◆ CHALLENGE
Retype every one of the records below with no changes to any line. Leave the pictures out of your copy.

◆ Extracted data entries
■ ■ ■
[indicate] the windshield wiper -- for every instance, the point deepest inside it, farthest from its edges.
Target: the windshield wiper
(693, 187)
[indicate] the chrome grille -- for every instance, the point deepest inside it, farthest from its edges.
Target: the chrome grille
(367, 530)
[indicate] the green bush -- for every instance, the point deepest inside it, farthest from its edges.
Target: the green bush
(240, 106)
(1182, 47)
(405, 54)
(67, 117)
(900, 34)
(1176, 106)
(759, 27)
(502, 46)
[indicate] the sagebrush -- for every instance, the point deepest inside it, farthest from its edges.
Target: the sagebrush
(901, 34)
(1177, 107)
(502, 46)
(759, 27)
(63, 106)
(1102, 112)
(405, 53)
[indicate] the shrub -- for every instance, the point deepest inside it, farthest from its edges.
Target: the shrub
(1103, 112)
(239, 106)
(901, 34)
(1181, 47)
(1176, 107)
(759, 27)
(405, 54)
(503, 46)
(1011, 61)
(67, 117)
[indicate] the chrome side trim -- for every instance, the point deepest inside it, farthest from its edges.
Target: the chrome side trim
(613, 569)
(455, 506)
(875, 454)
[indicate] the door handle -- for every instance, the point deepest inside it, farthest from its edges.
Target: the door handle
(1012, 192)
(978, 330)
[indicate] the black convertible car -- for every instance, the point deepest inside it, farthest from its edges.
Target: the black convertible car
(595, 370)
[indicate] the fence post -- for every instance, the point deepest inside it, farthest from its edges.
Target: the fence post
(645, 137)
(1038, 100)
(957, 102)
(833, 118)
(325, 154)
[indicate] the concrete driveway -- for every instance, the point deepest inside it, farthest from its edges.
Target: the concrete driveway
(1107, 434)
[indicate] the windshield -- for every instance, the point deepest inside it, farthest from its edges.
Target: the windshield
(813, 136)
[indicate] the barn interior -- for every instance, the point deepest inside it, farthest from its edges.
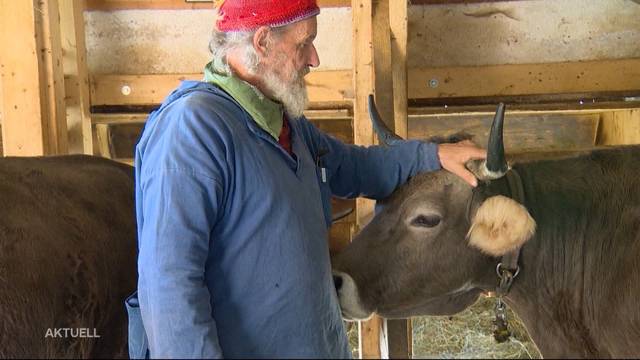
■ ■ ■
◆ RESULT OF THIS TASK
[indicate] the windshield wiper -- for every instance, the point deepest inside it, farthest from its edges.
Target: the windshield wiper
(693, 187)
[indicate] the chrome grille -- for every instance, the point deepest inside it, farthest from its edges.
Target: the chrome grille
(367, 530)
[indicate] the green bush -- for every instance, the point deepest inside it, farthest from its edges.
Target: the green bush
(240, 106)
(1182, 47)
(405, 54)
(67, 117)
(900, 34)
(1176, 106)
(759, 27)
(502, 46)
[indicate] the sagebrush -- for every instance, the point deepest inside it, farthest from its edges.
Target: the sagebrush
(901, 34)
(1177, 107)
(502, 46)
(759, 27)
(63, 106)
(1102, 112)
(405, 53)
[indicate] the shrub -- for every instance, the point deepest inside it, farthest from its edges.
Target: the shrub
(1103, 112)
(239, 106)
(901, 34)
(1181, 47)
(1176, 107)
(759, 27)
(405, 54)
(503, 46)
(1011, 61)
(67, 117)
[indicate] the chrome side trim -- for every instance, the point deepest inside it, farthest from its edges.
Target: the chrome side trim
(613, 569)
(455, 506)
(875, 454)
[indicate] the door handle -- for every instance, the point deepest inside it, farthest from its edges.
Target: the door handle
(1012, 192)
(978, 330)
[indicate] the black convertible car -- for every instance, the point deepest inside it, farthest from its edges.
Target: the black convertible car
(595, 370)
[indicate] the fence post -- for every instance, the point deepest inside it, farthest from its edges.
Target: the fence post
(645, 137)
(1038, 100)
(957, 102)
(833, 118)
(325, 154)
[indicate] the concrete driveway -- for every instance, the point deepest inside it, farthest from its edges.
Target: the concrete driveway
(1107, 434)
[indicate] the windshield -- for every instance, the point deepest inside it, farthest from its edges.
Target: the windshield
(813, 136)
[indicate] the barn interior -- for every instance, the point deepest inside it, farthest from its edges.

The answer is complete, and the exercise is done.